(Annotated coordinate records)

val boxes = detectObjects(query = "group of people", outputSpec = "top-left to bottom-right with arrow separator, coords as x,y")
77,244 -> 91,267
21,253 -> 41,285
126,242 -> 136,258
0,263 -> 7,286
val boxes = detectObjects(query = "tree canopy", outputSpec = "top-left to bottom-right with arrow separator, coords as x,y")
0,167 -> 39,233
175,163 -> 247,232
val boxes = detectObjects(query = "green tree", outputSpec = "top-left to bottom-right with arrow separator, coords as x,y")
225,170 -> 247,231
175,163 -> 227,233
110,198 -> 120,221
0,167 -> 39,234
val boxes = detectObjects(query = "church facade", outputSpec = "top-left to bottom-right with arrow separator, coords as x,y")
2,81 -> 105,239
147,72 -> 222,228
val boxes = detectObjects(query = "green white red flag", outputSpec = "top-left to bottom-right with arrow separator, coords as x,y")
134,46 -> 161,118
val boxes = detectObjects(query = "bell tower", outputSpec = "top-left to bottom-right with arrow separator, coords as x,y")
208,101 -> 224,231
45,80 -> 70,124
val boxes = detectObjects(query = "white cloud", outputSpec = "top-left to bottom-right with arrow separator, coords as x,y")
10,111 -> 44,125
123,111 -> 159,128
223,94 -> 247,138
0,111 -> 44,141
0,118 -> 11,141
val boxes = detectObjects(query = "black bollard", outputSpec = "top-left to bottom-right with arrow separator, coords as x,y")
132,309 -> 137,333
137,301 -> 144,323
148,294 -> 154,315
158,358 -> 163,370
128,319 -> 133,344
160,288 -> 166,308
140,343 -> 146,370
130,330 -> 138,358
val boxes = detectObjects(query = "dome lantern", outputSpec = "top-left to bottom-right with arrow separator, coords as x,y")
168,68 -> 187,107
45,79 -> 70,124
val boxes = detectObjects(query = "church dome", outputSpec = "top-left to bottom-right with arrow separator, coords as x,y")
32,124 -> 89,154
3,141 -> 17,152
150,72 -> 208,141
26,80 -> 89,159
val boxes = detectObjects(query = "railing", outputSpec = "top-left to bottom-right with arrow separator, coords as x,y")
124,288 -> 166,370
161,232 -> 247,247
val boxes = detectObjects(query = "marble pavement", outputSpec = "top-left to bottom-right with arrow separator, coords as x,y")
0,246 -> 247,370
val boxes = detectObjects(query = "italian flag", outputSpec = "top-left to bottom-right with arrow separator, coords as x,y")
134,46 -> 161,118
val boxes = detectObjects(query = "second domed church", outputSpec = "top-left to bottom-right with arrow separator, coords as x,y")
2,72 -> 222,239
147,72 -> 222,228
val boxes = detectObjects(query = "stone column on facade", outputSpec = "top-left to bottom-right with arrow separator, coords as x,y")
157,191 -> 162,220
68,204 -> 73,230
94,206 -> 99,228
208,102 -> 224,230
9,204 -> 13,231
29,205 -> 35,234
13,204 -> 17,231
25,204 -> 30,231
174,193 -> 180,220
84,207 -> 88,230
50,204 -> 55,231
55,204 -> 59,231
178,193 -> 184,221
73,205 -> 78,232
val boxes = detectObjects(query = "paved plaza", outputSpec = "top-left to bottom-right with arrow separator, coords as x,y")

Task to complete - Arrange all of the data above as a numbered list, leaving out any blank lines.

Final result -
1. val boxes = detectObjects(query = "group of people", outputSpec = "top-left to bottom-right with arrow separator, coords as x,y")
2. 77,244 -> 91,267
3. 21,253 -> 41,285
4. 126,242 -> 136,258
5. 0,263 -> 7,286
6. val boxes = detectObjects(query = "tree canopy", outputSpec = "top-left to bottom-right with arrow separator, coords as x,y")
7. 0,167 -> 39,233
8. 175,163 -> 247,232
9. val boxes = detectObjects(query = "green tree", outputSpec = "top-left to bottom-right with arrow separator, coords as x,y")
10. 225,170 -> 247,231
11. 175,163 -> 227,233
12. 110,198 -> 120,221
13. 0,167 -> 39,234
14. val boxes = detectObjects(query = "church facade", outputSpec = "top-left to bottom-right with arrow separator, coords as x,y")
15. 2,81 -> 105,239
16. 147,72 -> 222,228
17. val boxes = detectObjects(query = "green white red flag", outputSpec = "top-left to bottom-right with arrow separator, coords as x,y")
18. 134,46 -> 161,118
19. val boxes = detectObjects(query = "bell tower", outputSpec = "top-left to bottom-right with arrow separator, coords as x,y")
20. 208,101 -> 224,231
21. 45,80 -> 70,124
22. val boxes = detectObjects(query = "white cloud", outputSpec = "top-left to bottom-right with arrow separator, coords as x,y")
23. 10,111 -> 44,125
24. 123,111 -> 159,128
25. 223,94 -> 247,138
26. 0,111 -> 44,141
27. 0,118 -> 11,141
28. val boxes = detectObjects(query = "black bollard", outputSpec = "top-left to bottom-right with arrow separator, coords as x,y")
29. 132,309 -> 137,333
30. 137,301 -> 144,323
31. 148,294 -> 154,315
32. 158,358 -> 163,370
33. 128,319 -> 133,344
34. 160,288 -> 166,308
35. 140,343 -> 146,370
36. 130,330 -> 138,358
37. val boxes = detectObjects(query = "dome lantern", outputSpec = "top-left to bottom-right with arrow separator, coords as x,y")
38. 168,68 -> 187,107
39. 45,79 -> 70,124
40. val boxes = detectObjects(query = "church dome", outputSpec = "top-left to bottom-right with arrow separator, coords as x,y")
41. 32,124 -> 89,154
42. 3,141 -> 17,152
43. 150,72 -> 208,141
44. 26,80 -> 89,159
45. val boxes = detectObjects(query = "railing", outputSpec = "top-left to bottom-right with arrow separator, coords as x,y")
46. 124,288 -> 166,370
47. 161,232 -> 247,247
48. val boxes = detectObjects(query = "marble pavement", outputSpec = "top-left to bottom-right with arrow separator, coords as x,y")
49. 0,246 -> 247,370
50. val boxes = detectObjects(query = "italian flag", outputSpec = "top-left to bottom-right with arrow separator, coords as x,y")
51. 134,46 -> 161,118
52. val boxes = detectObjects(query = "second domed church", outputSpec = "top-left to bottom-right with arrow separator, coords as x,y")
53. 2,72 -> 222,239
54. 147,72 -> 222,228
55. val boxes = detectObjects(query = "stone column on facade", outputSpec = "top-left to bottom-right with arrow separator, coords as x,y")
56. 157,191 -> 162,220
57. 68,204 -> 73,230
58. 94,206 -> 99,228
59. 208,102 -> 224,230
60. 9,204 -> 13,231
61. 29,205 -> 35,234
62. 13,204 -> 17,231
63. 25,204 -> 30,231
64. 174,193 -> 180,220
65. 84,207 -> 88,230
66. 50,204 -> 55,231
67. 55,204 -> 59,231
68. 178,193 -> 184,221
69. 73,205 -> 78,232
70. val boxes = detectObjects(query = "paved plaza", outputSpec = "top-left to bottom-right with arrow separator, coords as x,y")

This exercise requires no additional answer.